[Vorliegender Text]
________________________
»Der bestirnte Himmel über mir«
»Zwei Dinge erfüllen das Gemüt mit immer neuer und zunehmender Bewunderung und Ehrfurcht, je öfter und anhaltender sich das Nachdenken damit beschäftigt:der bestirnte Himmel über mir und das moralische Gesetz in mir.«
Mit diesen schwärmerischen Worten aus derKritik der praktischen Vernunft drückt Immanuel Kant aus Königsberg, der sonst eher rational wirkende und preußisch geprägte Philosoph der Aufklärung im 18. Jahrhundert, ein großes Bedürfnis aus – nämlich das Bedürfnis, den Himmel mit seinen Sternen zu verstehen. Er spannt sich wie ein funkelndes Zeltdach über ihn (und uns) und verleiht seiner (und unserer) Existenz dabei nicht nur ein eindrucksvolles Gewölbe, sondern ermöglicht darüber hinaus dem Menschen durch die nächtliche Sternenpracht das interesselose Erlebnis am Schönen der Natur. Kant spürt bei seinem ästhetischen Wahrnehmen der himmlischen Herrlichkeit, dass von diesem emotionalen Erleben offenbar direkt ein Weg zum moralischen Verhalten von Menschen führt. Der Betrachter der Sterne nimmt wahr, dass die Ästhetik die Mutter der Ethik ist, wie es der Dichter Joseph Brodsky im 20. Jahrhundert formuliert hat und wie wir uns im Verlaufe dieses Buches zu Gemüte führen wollen. Wir werden dann mehr über die wahrhaft immense Größe des Universums wissen, das sich nicht nur nach wie vor ausweitet, sondern dies mit zunehmender Dynamik tut und der Wissenschaft beinahe täglich überraschende neue Erkenntnisse beschert.
________________________
[Vorliegende Daten]
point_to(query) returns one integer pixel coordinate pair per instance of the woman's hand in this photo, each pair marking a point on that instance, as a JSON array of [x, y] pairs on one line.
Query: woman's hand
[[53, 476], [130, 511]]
________________________
[Aufgabe A]
Stimmen diese Aussagen mit dem Text über Kant und den Sternenhimmel überein? Antworte bei jeder mit Ja oder Nein und zitiere die entscheidenden Worte aus dem Text genau.
(i) Kant kam aus Königsberg.
(ii) Der Satz, die Ästhetik sei die Mutter der Ethik, stammt von Kant selbst.
(iii) Das Universum dehnt sich nach dem Text immer langsamer aus.
[Aufgabe B] Schreib den Text über Kant und den Sternenhimmel nach seinem letzten Satz weiter.

[Lösung A]
(i) Ja: „Immanuel Kant aus Königsberg“
(ii) Nein: „wie es der Dichter Joseph Brodsky im 20. Jahrhundert formuliert hat“
(iii) Nein: „dies mit zunehmender Dynamik tut“

[Lösung B]
Einsichten dieser Art lassen jeden Menschen leicht zu »einem bloßen Punkt im Weltall« schrumpfen, wie es bereits bei Kant im Anschluss an die zitierten Sätze heißt. Der Philosoph stellt dort – wahrscheinlich mit tiefem Bedauern im Herzen – fest, dass die wissenschaftlichen Einsichten in den Kosmos mit der sich dort findenden ungeheuren »Weltmenge« dazu führen, die »Wichtigkeit« einzelner Beobachter zu »vernichten«, was natürlich auch bedeutet, dass sie selbst einen überragenden Philosophen zu einer »Winzigkeit« werden lassen – auch wenn dies niemanden vom Kaliber eines Immanuel Kant von seinen Bemühungen abhält, mehr über das Universum zu erfahren.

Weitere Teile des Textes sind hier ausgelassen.